▸ Task description
For each line below that includes the string "clump", show the whole line.
━━━━━━━━━━━━━━━━━━━━
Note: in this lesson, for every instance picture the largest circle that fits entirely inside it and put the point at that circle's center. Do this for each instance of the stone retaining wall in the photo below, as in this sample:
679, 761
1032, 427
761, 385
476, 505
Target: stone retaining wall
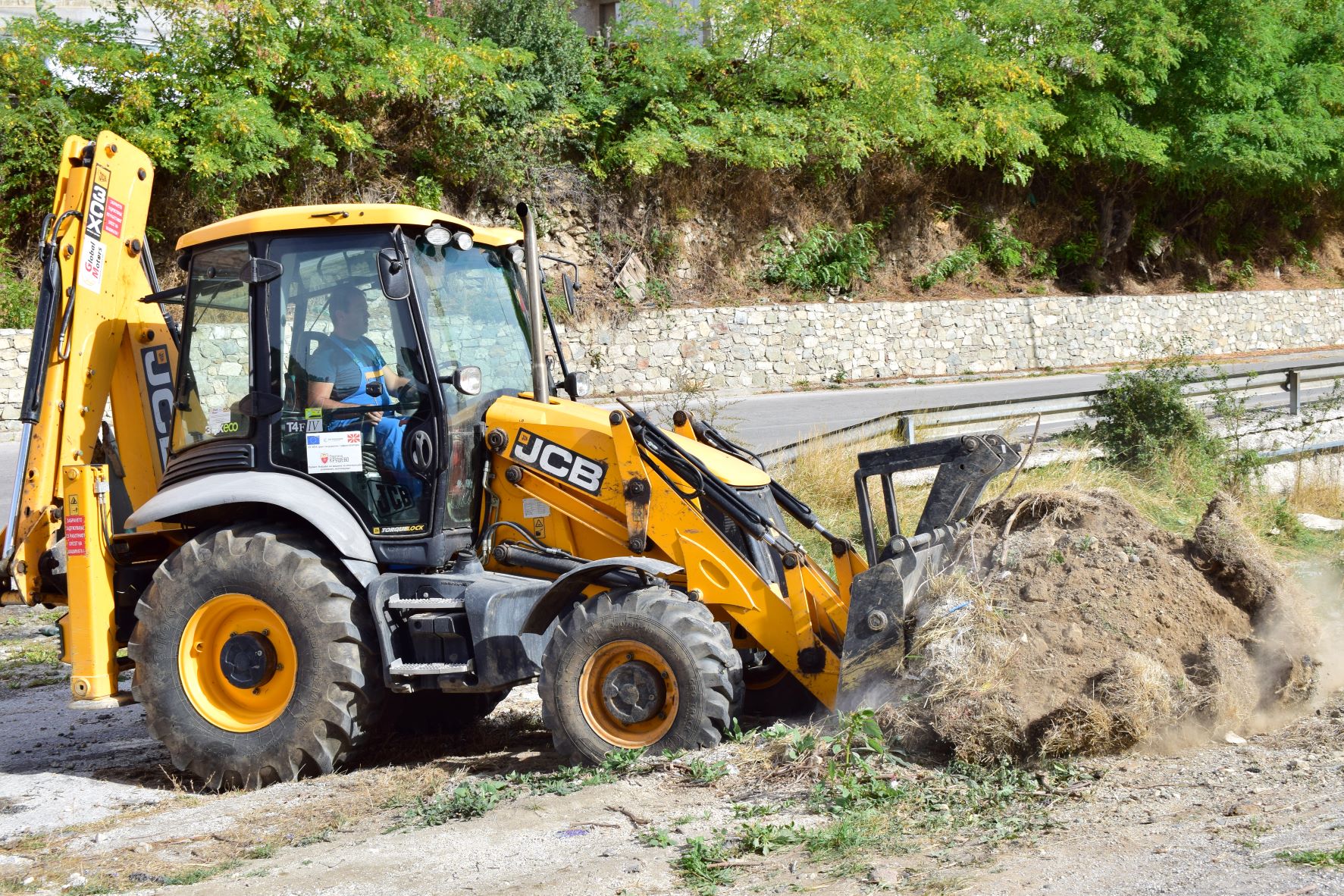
773, 347
770, 347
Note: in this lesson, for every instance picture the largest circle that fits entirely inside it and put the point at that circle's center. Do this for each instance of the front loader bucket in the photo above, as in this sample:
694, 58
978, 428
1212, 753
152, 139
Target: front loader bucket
882, 597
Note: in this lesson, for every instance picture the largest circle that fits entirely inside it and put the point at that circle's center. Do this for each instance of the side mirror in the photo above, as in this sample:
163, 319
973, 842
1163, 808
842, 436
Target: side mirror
578, 384
464, 379
393, 274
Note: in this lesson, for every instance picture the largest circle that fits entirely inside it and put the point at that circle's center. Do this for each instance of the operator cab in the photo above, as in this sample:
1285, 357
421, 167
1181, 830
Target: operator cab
355, 347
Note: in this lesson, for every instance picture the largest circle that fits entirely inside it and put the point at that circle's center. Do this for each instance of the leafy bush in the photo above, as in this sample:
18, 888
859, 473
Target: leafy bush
961, 261
1167, 102
544, 29
995, 245
822, 258
17, 297
1142, 415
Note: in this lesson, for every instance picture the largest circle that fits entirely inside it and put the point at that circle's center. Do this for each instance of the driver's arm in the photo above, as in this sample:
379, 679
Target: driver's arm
320, 395
393, 379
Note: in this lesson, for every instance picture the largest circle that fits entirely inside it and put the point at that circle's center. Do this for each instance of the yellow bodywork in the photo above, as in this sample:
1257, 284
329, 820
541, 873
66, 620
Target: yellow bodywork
106, 344
340, 215
811, 612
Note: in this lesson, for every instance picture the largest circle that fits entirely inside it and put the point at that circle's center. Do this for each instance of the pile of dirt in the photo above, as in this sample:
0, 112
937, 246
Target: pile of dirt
1076, 626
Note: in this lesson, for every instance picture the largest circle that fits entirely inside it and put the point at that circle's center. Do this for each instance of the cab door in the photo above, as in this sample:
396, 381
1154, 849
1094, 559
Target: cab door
349, 387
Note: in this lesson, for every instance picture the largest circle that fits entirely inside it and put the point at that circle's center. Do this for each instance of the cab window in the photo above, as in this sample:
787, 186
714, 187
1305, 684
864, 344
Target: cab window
352, 378
217, 365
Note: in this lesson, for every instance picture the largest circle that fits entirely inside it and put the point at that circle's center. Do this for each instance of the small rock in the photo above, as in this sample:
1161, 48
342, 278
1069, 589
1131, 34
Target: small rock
1074, 638
1320, 523
1034, 591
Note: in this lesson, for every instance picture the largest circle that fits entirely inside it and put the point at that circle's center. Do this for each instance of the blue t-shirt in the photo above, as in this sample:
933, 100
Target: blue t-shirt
337, 365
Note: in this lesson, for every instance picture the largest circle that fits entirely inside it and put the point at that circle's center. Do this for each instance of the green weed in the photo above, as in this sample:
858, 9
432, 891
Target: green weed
822, 258
699, 866
1314, 857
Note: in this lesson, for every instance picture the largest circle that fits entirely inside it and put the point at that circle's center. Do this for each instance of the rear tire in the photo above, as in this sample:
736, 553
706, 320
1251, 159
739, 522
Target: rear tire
639, 669
307, 716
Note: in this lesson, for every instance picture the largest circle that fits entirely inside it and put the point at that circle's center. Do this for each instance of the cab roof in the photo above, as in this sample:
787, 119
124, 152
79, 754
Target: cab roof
271, 221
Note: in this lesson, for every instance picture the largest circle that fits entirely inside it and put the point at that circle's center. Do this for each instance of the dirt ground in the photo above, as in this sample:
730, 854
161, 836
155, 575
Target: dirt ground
88, 805
1074, 626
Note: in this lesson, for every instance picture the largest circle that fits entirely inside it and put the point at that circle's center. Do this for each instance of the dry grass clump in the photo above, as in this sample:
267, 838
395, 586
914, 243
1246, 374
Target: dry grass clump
━━━━━━━━━━━━━━━━━━━━
▸ Final answer
Note: in this lesson, for every instance picture the largest circle that fits entirely inside it and put the point at that circle's center. Do this for each instance of the dry grass clump in the photo above, as in this sample:
Target: dry grass clump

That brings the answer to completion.